→ **EXERCISE**:
Could you put all of the material below into a numbered list, skipping any blank lines and leaving the pictures out?

→ **RECORDS SHOWN**:
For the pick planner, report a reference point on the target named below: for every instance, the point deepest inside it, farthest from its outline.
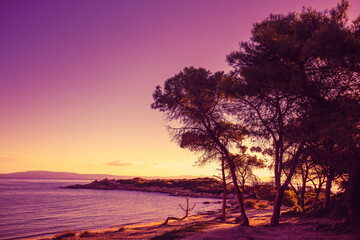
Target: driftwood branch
(186, 210)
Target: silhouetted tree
(193, 98)
(293, 66)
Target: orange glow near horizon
(76, 78)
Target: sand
(209, 227)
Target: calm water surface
(38, 207)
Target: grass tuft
(64, 235)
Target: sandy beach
(209, 226)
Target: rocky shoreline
(176, 188)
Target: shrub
(289, 198)
(250, 203)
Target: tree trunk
(317, 194)
(352, 195)
(223, 215)
(277, 206)
(328, 190)
(238, 193)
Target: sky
(77, 77)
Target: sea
(34, 208)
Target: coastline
(208, 226)
(181, 187)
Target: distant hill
(60, 175)
(77, 176)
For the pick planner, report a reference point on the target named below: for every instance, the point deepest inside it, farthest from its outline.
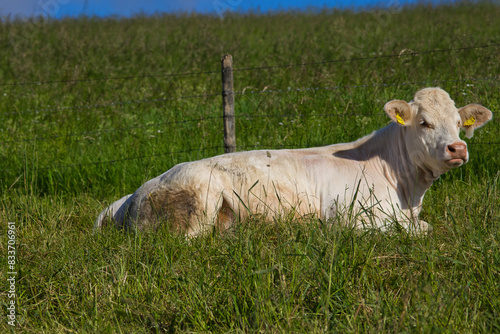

→ **WORKED ANSWER**:
1. For the pick planner, report a reference point on the target named below: for every instance, the point deepest inside it, farthest from its outline.
2. Target: driftwood branch
3. (186, 210)
4. Target: silhouetted tree
5. (193, 98)
6. (293, 66)
7. Target: orange glow near horizon
8. (76, 78)
9. Target: sand
10. (209, 227)
11. Target: calm water surface
12. (38, 207)
13. Target: grass tuft
14. (64, 235)
15. Target: sandy beach
16. (209, 226)
17. Target: rocky shoreline
18. (176, 188)
19. Target: shrub
20. (289, 198)
21. (250, 203)
22. Target: tree trunk
23. (317, 194)
24. (352, 195)
25. (223, 215)
26. (277, 206)
27. (328, 190)
28. (238, 193)
29. Target: sky
30. (77, 77)
31. Target: sea
32. (34, 208)
33. Target: coastline
34. (208, 226)
35. (181, 187)
36. Target: distant hill
37. (60, 175)
38. (77, 176)
39. For the pick planner, report a reference point on the target named below: for every instance, the point deepest inside it, farthest from its outline.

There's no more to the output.